======== DATA PROVIDED

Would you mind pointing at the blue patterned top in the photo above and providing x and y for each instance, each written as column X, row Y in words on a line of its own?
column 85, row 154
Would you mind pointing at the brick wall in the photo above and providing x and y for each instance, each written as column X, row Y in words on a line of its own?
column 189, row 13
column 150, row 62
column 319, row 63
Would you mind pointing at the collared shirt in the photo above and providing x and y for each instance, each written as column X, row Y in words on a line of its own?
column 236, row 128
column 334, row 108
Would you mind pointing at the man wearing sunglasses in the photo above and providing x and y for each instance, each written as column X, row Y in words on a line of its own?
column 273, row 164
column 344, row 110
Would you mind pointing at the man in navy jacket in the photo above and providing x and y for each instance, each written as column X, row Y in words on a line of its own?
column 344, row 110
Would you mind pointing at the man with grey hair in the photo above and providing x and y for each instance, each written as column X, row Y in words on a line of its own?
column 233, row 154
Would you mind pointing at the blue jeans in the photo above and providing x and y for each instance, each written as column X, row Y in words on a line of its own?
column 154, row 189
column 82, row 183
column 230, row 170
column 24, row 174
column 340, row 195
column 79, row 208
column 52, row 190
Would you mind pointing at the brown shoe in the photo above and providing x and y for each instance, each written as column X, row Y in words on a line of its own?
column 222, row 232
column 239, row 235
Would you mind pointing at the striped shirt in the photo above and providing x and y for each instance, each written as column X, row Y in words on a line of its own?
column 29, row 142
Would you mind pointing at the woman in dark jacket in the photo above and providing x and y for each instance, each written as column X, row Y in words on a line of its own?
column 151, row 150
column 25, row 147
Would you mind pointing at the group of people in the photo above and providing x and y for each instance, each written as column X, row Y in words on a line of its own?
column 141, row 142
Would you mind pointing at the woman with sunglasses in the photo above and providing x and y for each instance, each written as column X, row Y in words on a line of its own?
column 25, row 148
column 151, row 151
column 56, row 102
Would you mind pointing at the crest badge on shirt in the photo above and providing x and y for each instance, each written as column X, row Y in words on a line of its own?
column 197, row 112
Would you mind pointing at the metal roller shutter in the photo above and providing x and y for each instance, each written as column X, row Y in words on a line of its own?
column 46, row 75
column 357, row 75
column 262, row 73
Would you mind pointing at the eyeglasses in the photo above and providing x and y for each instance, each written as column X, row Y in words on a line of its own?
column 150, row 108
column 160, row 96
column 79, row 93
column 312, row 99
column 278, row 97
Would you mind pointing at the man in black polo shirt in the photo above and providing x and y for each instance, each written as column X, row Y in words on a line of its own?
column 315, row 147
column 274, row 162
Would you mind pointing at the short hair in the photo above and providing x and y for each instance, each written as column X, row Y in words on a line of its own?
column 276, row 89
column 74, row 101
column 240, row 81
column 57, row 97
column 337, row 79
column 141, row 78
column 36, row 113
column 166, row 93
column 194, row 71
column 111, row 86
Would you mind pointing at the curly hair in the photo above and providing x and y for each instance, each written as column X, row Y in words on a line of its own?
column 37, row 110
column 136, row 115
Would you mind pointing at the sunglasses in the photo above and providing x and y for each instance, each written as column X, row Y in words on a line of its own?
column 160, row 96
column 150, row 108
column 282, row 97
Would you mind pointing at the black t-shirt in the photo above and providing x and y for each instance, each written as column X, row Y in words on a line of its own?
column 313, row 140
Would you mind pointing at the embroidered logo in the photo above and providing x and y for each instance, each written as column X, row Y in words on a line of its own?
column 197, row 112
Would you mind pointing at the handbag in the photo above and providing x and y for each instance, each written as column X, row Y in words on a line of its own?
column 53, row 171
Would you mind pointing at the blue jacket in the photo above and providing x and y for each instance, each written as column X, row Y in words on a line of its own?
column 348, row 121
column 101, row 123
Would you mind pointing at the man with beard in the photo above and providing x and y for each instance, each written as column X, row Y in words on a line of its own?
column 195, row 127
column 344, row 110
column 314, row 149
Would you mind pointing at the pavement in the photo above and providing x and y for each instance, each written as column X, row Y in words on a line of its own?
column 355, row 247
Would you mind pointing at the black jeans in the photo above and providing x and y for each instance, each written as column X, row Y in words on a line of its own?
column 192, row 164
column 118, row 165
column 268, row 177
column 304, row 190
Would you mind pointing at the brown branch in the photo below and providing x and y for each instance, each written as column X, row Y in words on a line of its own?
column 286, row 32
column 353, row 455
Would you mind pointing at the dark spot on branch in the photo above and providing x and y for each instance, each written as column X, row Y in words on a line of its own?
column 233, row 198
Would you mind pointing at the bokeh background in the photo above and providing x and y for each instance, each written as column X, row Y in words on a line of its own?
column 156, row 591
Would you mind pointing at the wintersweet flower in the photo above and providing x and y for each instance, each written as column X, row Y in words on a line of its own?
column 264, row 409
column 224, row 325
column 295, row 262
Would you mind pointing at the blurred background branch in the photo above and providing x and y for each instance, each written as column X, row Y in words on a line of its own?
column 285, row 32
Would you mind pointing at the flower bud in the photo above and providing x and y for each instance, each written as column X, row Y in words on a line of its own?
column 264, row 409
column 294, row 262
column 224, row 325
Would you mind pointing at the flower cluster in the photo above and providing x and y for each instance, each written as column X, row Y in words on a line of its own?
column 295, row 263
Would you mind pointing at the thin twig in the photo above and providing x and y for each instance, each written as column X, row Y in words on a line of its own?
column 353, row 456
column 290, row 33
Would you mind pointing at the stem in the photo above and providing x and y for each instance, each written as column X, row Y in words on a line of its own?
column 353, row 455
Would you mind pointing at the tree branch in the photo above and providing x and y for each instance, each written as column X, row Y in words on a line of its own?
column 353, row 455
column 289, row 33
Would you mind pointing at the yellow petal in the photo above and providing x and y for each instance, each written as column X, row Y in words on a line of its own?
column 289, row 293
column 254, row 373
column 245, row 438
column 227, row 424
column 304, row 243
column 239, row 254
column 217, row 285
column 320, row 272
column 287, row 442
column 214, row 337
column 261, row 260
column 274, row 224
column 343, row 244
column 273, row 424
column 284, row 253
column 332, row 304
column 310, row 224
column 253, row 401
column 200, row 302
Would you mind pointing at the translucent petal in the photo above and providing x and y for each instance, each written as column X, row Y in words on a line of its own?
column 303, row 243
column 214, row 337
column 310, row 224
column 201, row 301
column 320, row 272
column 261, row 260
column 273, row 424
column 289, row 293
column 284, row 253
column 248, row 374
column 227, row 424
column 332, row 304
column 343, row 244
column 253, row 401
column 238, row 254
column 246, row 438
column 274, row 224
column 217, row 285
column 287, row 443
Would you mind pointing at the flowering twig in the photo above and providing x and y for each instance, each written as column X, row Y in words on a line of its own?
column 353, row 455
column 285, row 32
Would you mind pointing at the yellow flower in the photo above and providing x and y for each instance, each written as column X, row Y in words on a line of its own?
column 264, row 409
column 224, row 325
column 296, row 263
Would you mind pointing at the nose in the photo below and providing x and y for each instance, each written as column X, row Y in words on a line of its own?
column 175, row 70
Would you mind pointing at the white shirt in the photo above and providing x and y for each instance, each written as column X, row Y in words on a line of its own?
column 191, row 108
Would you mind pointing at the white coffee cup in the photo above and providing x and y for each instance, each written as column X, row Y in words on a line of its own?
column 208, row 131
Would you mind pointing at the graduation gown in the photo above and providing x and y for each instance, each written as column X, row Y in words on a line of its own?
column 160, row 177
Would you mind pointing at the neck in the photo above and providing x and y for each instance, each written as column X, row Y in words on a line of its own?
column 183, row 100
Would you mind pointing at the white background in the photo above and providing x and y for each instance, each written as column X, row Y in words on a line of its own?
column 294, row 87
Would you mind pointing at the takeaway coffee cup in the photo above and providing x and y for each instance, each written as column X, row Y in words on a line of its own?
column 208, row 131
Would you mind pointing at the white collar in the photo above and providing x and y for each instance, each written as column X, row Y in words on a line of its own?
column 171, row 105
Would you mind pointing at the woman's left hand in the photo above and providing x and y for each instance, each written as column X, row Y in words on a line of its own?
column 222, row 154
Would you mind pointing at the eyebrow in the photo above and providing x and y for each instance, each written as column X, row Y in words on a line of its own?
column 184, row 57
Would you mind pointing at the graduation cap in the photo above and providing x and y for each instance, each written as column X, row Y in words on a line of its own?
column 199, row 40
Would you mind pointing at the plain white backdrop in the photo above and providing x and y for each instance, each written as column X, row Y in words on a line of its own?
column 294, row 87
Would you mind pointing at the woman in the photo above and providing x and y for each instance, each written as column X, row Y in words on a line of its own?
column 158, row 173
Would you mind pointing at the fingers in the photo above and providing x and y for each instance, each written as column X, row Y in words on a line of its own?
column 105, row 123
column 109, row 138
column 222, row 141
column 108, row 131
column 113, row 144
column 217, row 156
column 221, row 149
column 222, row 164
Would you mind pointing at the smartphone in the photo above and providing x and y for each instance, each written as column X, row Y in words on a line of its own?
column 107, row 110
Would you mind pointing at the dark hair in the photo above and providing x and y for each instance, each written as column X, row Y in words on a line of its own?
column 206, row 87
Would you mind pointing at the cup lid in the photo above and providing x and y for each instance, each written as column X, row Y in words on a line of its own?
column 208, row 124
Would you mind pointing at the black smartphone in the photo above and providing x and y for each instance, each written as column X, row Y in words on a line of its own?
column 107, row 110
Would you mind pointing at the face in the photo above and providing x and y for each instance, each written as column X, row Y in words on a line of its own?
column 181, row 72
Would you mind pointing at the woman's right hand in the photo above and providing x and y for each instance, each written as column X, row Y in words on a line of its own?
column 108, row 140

================

### [YOUR INSTRUCTIONS]
Beginning at the line containing "Would you mind pointing at the fingers", repeat each line exactly through the last line of the entries, and include no other lines.

### [RESPONSE AREA]
Would you mind pointing at the fingers in the photo above and providing x and y for each instance, each written as column X, row Y in words on a line of its own?
column 105, row 123
column 109, row 138
column 222, row 141
column 108, row 131
column 113, row 144
column 217, row 156
column 221, row 149
column 222, row 164
Would you mind pointing at the smartphone in the photo above and providing x and y for each instance, each written as column X, row Y in words on a line of its own?
column 107, row 110
Would you mind pointing at the dark hair in the photo above and providing x and y for each instance, each written as column X, row Y in words on a line of its own?
column 206, row 87
Would you mind pointing at the cup lid in the photo above and providing x and y for each instance, each written as column X, row Y in words on a line of its own?
column 208, row 124
Would you mind pointing at the black smartphone in the photo above and providing x and y for each instance, each written as column X, row Y in words on a line of its own?
column 107, row 110
Would you mind pointing at the face in the photo above and providing x and y for each instance, each written as column X, row Y in words on a line of its own?
column 181, row 72
Would you mind pointing at the woman's right hand in the photo above and providing x and y for each instance, each written as column X, row Y in words on a line of its own?
column 108, row 140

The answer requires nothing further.